## [CONSIGNE]
Recopiez fidèlement, dans l'article sur l'élection de Lula, le passage qui va de « Par Deysis Francis » jusqu'à « José Serra. ».

## [TEXTE DU DOCUMENT]
◇ ◇ ◇ ◇ ◇ ◇ ◇

« On ne peut pas nous traiter comme une république bananière »
Luis Inacio Lula da Silva affirme que son gouvernement fera valoir le
poids de l’économie brésilienne dans le contexte international : « Nous
devons occuper l’espace qui nous revient et être respectés » . « Le commerce
doit être une route à double sens, d’où tous sortent gagnants et qui ne
signifie pas la soumission pour quelques-uns »
Par Deysis Francis Mexidor, spécialement pour Granma international
« MON principal objectif, en aspirant à la présidence du Brésil est d’
imprimer une nouvelle direction à notre pays », affirme dans une interview
exclusive Luis Inacio Lula da Silva, récemment élu président de cette nation
sud-américaine après avoir été candidat à trois occasions antérieures. La
coalition du Parti des Travailleurs (PT), du Parti libéral, conservateur, et
d’autres formations et mouvements de gauche a donné à Lula plus de 60% des
suffrages, laissant loin derrière le représentant du parti au gouvernement,
José Serra.
Lula, qui connaît bien la vie des ouvriers puisqu’il fut métallo lui-même,
est né en octobre 1945 à Valle Grande, l’actuel Caetés, au sein d’une
famille paysanne. A propos du jour exact de sa naissance, il a expliqué
plusieurs fois qu’elle donne lieu à une polémique familiale car son père l’
enregistra le 6 octobre et sa mère assure que ce fut le 27. Quoi qu’il en
soit, 57 ans plus tard, le sort a voulu que ces deux dates aient été celles
du premier et du second tour des élections présidentielles.

◇ ◇ ◇ ◇ ◇ ◇ ◇

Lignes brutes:
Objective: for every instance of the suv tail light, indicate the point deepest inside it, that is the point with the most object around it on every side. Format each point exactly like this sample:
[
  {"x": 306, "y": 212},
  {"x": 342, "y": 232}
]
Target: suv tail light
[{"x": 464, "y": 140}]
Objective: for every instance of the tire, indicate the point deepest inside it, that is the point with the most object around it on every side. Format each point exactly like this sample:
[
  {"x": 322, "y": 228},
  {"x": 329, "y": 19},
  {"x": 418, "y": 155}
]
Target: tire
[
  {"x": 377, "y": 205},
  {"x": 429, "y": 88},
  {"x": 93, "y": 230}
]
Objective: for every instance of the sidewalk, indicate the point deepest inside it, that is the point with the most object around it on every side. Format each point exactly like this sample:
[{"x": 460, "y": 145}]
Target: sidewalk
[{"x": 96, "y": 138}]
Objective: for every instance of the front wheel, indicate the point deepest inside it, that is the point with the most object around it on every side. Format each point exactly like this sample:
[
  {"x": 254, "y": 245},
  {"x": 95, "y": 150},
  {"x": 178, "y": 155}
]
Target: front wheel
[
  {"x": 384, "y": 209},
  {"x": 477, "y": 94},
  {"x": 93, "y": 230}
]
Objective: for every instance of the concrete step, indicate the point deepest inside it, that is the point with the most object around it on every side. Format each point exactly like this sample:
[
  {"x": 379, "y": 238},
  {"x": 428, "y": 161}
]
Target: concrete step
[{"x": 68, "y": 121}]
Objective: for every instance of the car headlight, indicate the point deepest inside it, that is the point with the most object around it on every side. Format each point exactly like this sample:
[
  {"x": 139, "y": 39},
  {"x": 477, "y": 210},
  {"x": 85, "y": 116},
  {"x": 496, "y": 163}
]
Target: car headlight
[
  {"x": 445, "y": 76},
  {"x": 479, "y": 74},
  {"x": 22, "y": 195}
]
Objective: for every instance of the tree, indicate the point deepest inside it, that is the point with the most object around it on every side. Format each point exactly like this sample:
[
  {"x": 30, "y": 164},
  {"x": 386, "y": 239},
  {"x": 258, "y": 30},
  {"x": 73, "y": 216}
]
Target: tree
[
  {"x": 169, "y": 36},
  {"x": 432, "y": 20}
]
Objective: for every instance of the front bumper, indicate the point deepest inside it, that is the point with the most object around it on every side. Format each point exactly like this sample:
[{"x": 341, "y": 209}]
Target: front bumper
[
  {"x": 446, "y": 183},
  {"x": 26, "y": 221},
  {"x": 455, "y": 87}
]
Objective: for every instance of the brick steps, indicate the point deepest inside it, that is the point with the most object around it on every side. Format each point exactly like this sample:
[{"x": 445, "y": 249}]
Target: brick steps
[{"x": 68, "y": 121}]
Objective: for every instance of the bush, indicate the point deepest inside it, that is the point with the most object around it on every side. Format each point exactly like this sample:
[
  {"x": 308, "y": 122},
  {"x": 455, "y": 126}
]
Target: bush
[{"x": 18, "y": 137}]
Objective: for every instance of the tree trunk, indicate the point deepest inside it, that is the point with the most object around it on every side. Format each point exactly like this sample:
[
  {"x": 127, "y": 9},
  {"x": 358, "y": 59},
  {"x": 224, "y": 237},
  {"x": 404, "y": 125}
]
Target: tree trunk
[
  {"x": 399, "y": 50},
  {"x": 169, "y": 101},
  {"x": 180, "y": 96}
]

◇ ◇ ◇ ◇ ◇ ◇ ◇

## [CORRIGÉ DE L'EXERCICE]
Par Deysis Francis Mexidor, spécialement pour Granma international
« MON principal objectif, en aspirant à la présidence du Brésil est d’
imprimer une nouvelle direction à notre pays », affirme dans une interview
exclusive Luis Inacio Lula da Silva, récemment élu président de cette nation
sud-américaine après avoir été candidat à trois occasions antérieures. La
coalition du Parti des Travailleurs (PT), du Parti libéral, conservateur, et
d’autres formations et mouvements de gauche a donné à Lula plus de 60% des
suffrages, laissant loin derrière le représentant du parti au gouvernement,
José Serra.